-- START --
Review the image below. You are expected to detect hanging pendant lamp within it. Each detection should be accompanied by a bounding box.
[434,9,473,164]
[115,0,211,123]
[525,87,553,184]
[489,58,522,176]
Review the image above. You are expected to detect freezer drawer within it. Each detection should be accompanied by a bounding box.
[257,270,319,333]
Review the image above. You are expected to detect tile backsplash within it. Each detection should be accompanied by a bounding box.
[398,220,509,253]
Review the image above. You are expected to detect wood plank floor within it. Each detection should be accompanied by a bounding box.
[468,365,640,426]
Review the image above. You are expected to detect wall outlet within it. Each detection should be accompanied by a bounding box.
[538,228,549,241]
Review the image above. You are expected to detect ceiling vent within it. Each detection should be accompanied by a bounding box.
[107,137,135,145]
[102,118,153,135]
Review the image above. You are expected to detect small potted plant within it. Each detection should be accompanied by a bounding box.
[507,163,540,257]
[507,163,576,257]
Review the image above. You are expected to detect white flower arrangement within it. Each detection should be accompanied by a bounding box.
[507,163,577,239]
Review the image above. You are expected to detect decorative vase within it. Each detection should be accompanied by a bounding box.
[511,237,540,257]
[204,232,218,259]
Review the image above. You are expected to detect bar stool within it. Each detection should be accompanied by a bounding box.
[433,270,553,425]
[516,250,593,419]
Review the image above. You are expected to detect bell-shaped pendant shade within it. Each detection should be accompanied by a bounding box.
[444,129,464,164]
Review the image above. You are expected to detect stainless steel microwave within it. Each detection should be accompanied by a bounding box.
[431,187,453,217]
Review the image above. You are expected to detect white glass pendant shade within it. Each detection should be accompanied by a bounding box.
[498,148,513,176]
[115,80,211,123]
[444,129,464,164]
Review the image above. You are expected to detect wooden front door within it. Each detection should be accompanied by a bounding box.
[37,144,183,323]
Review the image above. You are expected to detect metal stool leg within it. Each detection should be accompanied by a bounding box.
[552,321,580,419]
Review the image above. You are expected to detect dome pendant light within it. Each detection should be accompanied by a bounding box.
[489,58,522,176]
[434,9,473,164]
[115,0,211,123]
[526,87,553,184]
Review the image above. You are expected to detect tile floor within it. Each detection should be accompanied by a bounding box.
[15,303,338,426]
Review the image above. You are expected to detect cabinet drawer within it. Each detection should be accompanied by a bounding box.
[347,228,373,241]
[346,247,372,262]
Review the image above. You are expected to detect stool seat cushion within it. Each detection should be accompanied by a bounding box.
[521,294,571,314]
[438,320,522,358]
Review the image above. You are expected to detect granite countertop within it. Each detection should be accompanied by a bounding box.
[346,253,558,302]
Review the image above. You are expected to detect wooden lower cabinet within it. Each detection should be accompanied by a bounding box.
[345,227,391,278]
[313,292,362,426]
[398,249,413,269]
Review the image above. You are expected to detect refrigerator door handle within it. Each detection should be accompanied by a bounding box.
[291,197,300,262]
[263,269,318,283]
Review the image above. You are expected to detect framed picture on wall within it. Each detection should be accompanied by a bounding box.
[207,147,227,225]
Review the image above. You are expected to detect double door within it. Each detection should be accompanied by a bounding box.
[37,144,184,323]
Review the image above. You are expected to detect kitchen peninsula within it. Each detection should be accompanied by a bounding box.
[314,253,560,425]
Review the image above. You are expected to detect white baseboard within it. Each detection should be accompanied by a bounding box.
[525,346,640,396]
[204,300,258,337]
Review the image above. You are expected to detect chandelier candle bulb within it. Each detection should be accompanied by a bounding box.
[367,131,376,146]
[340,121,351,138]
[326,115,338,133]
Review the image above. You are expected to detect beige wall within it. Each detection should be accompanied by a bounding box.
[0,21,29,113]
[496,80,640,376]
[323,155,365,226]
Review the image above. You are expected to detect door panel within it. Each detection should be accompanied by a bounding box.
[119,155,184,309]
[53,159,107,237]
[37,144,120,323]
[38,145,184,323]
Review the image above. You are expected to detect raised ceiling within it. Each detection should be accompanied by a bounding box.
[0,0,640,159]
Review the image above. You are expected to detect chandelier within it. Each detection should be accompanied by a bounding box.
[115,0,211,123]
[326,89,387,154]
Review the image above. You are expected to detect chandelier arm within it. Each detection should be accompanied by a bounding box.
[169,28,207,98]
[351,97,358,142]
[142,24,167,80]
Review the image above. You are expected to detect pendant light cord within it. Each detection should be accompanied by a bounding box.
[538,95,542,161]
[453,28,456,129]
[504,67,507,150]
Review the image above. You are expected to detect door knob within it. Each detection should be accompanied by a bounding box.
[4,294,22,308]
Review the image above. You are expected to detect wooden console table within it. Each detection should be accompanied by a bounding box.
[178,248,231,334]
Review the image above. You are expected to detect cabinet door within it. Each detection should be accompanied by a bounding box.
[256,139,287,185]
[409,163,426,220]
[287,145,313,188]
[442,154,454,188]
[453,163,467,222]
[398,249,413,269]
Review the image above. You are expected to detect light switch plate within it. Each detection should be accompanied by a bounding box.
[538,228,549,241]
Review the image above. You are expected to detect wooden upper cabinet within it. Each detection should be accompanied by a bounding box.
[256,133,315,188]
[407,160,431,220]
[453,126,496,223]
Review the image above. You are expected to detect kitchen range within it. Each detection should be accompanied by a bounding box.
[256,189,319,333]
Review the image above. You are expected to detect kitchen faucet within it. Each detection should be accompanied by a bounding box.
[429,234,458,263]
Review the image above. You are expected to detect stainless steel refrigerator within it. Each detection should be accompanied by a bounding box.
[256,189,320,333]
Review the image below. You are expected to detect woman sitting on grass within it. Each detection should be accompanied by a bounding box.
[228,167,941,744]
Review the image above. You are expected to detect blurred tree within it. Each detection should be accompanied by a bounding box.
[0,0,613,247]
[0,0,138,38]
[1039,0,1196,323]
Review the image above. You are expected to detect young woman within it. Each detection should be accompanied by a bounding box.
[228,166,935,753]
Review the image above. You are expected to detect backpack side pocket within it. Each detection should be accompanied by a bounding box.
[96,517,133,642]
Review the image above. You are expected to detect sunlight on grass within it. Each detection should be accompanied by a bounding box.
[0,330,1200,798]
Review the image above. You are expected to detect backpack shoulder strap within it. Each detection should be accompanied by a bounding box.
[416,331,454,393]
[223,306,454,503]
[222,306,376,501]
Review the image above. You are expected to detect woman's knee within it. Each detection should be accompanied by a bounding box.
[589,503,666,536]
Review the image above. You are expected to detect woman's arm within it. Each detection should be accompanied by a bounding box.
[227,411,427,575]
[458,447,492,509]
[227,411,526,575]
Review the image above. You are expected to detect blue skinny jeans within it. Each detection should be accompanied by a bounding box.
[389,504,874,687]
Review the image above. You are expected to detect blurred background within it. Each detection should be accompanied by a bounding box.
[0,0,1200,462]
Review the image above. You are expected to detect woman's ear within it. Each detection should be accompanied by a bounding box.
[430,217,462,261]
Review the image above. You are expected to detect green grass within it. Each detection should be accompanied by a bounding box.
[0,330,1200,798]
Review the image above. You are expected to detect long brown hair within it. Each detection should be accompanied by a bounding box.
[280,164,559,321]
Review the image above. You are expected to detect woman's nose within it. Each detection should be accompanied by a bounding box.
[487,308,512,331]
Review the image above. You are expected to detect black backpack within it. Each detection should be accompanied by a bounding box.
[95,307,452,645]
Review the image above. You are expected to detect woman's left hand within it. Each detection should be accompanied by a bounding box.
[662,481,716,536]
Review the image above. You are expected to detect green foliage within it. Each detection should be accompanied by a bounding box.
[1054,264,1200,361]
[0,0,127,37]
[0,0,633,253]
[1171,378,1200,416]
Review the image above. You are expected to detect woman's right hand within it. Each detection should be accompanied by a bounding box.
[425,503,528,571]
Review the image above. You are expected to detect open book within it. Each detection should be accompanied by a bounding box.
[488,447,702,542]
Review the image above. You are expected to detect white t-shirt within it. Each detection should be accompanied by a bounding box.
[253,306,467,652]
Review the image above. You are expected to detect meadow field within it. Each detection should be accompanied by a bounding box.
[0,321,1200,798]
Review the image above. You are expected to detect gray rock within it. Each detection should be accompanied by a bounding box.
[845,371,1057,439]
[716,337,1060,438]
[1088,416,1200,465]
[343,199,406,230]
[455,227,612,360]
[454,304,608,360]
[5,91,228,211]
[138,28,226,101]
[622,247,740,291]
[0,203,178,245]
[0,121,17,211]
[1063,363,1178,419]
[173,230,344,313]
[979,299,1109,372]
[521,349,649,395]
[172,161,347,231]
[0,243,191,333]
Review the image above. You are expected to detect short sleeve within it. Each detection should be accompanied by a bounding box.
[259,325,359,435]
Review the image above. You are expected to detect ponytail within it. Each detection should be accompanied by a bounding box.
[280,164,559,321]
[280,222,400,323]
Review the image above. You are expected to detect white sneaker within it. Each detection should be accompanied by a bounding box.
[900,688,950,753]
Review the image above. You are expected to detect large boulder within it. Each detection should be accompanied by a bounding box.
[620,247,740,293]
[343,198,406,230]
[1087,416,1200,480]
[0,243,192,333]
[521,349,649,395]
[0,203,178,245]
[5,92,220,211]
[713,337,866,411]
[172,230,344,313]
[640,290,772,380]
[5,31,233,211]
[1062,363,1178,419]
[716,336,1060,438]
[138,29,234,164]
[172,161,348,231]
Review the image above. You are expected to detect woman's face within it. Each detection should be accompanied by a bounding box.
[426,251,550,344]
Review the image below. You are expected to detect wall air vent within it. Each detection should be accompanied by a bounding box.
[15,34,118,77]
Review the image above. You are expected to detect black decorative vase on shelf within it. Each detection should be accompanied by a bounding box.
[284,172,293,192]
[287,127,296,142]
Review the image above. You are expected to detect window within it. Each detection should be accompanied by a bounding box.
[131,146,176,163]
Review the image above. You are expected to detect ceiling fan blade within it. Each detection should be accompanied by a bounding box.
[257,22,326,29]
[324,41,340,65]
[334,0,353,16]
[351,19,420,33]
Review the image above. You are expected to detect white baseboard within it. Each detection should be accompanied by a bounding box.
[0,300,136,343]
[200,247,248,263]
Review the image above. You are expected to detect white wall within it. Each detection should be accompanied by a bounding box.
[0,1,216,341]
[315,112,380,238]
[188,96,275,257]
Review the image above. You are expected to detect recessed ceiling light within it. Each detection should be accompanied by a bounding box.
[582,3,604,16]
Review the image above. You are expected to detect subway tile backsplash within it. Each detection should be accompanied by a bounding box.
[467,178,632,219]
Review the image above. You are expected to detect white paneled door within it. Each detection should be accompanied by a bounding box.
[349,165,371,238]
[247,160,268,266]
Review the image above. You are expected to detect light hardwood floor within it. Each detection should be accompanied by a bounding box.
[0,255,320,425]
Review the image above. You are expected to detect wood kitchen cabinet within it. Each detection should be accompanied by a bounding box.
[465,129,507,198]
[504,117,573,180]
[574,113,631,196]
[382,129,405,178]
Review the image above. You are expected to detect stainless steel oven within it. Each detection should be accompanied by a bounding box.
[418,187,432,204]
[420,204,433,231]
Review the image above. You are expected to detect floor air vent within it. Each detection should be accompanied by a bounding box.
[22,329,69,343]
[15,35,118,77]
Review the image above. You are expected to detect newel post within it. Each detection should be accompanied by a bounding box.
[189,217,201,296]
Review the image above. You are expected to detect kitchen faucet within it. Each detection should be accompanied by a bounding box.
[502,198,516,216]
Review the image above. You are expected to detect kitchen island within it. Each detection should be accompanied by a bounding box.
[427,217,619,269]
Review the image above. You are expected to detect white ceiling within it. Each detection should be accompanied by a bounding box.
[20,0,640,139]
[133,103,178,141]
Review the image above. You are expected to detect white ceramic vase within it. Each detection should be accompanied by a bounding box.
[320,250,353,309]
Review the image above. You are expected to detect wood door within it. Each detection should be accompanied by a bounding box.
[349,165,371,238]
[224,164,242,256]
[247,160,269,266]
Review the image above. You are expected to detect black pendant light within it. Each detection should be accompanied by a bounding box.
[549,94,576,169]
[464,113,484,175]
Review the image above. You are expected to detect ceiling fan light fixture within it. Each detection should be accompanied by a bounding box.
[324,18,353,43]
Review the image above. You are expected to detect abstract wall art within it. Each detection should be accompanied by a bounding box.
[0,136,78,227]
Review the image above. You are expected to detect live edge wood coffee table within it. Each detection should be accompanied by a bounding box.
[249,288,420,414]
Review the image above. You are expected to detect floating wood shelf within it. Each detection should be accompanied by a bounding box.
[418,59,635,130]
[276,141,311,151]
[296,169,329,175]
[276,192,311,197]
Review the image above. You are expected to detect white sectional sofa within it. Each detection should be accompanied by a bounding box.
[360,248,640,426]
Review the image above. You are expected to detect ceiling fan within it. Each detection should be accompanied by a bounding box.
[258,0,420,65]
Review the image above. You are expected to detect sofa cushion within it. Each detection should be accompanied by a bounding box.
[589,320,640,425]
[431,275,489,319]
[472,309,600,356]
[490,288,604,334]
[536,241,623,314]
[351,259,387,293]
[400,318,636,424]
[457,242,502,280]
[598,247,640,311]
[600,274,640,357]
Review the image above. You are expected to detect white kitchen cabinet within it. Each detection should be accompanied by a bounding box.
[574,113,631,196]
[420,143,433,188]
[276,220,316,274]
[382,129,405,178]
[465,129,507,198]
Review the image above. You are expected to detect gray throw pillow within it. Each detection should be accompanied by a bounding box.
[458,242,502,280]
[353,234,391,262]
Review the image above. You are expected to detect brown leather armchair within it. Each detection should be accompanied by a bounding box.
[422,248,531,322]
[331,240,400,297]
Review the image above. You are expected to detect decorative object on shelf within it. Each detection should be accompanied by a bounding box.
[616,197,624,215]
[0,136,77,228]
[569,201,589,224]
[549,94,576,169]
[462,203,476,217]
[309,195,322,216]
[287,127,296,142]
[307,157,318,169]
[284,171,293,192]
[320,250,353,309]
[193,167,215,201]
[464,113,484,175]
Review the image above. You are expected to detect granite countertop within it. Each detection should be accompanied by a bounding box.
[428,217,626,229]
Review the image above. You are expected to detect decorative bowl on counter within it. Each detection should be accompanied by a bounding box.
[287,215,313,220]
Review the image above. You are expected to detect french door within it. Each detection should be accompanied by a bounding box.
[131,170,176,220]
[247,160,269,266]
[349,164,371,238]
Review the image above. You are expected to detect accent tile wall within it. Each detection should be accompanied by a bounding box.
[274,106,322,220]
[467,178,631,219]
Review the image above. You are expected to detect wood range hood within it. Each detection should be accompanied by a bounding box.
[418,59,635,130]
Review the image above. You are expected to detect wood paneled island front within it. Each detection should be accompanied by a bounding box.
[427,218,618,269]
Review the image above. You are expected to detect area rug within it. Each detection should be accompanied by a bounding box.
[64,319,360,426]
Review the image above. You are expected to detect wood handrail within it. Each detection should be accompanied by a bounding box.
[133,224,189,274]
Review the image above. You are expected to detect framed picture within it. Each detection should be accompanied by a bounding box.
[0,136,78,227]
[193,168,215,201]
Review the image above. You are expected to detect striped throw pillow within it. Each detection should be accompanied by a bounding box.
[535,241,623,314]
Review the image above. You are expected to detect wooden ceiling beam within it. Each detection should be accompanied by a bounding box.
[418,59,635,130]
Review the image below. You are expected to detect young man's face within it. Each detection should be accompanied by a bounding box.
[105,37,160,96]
-- END --
**Exercise:**
Turn everything in the material above, from the line containing "Review the image above. You are expected to detect ceiling vent" down to the line containing "[204,232,218,259]", both included, into a JSON list of strings with one string per line and no blank lines.

**Expected output:**
[
  "Review the image above. You are expected to detect ceiling vent within it. Each detection should be accompanied by a bounding box.",
  "[107,137,135,145]",
  "[102,118,153,135]",
  "Review the image above. You are expected to detect small potted plant within it. Each detection should be accompanied by a bounding box.",
  "[507,163,540,257]",
  "[507,163,576,257]",
  "Review the image above. You are expected to detect white flower arrangement within it. Each detection should be accompanied by a bounding box.",
  "[507,163,577,239]",
  "Review the image above. You are expected to detect decorative vase within it. Each detection should be accompanied by a bounding box.",
  "[511,237,540,257]",
  "[204,232,218,259]"
]